> [Set task]: Could you copy out the rows below word for word, leaving out the pictures?
[start]
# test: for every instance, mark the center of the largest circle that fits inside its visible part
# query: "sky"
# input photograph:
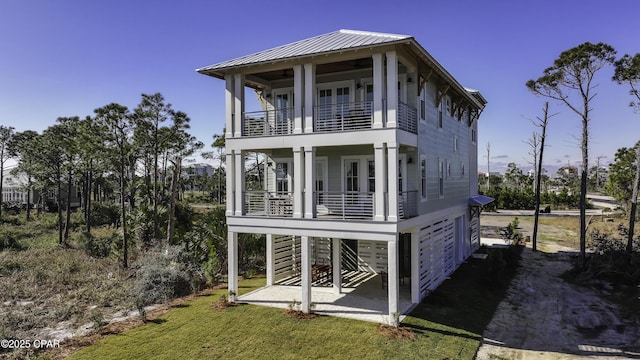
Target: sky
(69, 57)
[end]
> [Full response]:
# test: for every instance, mark the center of the largest circle that fits inside its visible part
# query: "sky"
# input photograph:
Target: sky
(69, 57)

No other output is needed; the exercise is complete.